## 短文部分
在2003年,帕穆克就被提名了诺贝尔。不过最终颁发给了英国的花心帅老头品特。失之东隅,收之桑榆,十天之后,帕穆克获得了德国都柏林文学和平奖---在文学界的分量仅次于诺贝尔文学奖,当然,奖金比诺贝尔少多了,只有十万欧元。其实,帕穆克既不缺钱,也不缺名声。他早就是国际上最热门的小说家之一,书又不愁卖。土耳其对他的小说审查,国际大报的要闻版都有屡屡刊登。再加上他的有些观点与伊斯兰教有那么一点点的小小的暧昧与冲突,时不时就被民族主义者点名批评。

## 点位标注示例
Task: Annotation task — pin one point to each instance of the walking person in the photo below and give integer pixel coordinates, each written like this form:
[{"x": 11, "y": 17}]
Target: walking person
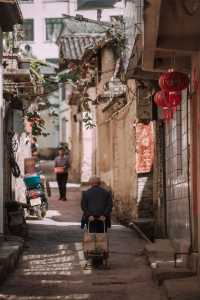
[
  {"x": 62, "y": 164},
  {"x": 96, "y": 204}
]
...
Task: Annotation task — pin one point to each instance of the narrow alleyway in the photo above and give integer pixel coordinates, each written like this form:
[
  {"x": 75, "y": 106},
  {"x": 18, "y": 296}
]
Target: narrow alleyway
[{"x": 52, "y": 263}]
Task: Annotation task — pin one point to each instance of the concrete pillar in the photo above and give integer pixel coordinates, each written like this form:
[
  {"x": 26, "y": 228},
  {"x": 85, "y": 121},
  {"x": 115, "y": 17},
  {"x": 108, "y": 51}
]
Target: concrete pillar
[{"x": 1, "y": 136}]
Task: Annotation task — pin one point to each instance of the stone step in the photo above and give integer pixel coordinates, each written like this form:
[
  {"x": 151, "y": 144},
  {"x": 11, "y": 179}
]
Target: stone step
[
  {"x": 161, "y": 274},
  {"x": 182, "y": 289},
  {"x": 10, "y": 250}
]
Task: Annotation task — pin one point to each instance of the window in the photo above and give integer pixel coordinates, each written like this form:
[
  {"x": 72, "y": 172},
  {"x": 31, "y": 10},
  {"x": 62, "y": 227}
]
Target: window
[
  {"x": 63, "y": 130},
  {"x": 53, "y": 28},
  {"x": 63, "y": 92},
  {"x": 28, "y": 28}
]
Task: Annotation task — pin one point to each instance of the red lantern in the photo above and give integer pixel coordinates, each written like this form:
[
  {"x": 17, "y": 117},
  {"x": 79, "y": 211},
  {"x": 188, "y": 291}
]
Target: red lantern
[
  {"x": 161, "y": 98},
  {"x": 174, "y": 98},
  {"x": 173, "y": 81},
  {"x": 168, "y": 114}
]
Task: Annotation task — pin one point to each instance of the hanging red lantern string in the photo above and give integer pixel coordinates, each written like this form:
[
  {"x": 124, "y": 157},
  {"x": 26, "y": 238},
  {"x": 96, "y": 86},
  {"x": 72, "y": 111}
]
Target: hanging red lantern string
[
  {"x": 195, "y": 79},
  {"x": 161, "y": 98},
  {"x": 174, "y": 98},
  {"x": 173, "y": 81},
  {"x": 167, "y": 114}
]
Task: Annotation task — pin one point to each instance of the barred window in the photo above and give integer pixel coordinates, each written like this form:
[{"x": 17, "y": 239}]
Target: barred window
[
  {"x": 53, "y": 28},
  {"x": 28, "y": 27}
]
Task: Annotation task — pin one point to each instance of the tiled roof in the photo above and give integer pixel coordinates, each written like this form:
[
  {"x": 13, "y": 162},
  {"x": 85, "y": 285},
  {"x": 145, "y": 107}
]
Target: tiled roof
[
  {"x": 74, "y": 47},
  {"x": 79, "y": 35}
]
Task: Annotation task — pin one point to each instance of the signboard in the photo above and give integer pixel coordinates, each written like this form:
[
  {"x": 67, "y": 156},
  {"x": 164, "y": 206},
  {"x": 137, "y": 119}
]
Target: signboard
--
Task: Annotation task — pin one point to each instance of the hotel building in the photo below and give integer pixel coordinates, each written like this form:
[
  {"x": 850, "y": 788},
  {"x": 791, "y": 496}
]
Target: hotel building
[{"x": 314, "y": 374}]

## 练习题
1) 关于帕穆克的短文里，说他在国际上是什么样的小说家？
2) 关于帕穆克的短文说他时不时被民族主义者点名批评，文中给的原因是什么？请用一到三句话说明。
3) 把关于帕穆克的短文里从“在2003年,帕穆克就被提名”往下一直到“不时就被民族主义者点名批评。”的部分一字不改地抄回来。
只根据关于帕穆克的短文来回答。

## 练习答案
1) 国际上最热门的小说家之一。

2) 因为他的有些观点和伊斯兰教有一点小小的暧昧与冲突，所以时不时就被民族主义者点名批评。

3)
在2003年,帕穆克就被提名了诺贝尔。不过最终颁发给了英国的花心帅老头品特。失之东隅,收之桑榆,十天之后,帕穆克获得了德国都柏林文学和平奖---在文学界的分量仅次于诺贝尔文学奖,当然,奖金比诺贝尔少多了,只有十万欧元。其实,帕穆克既不缺钱,也不缺名声。他早就是国际上最热门的小说家之一,书又不愁卖。土耳其对他的小说审查,国际大报的要闻版都有屡屡刊登。再加上他的有些观点与伊斯兰教有那么一点点的小小的暧昧与冲突,时不时就被民族主义者点名批评。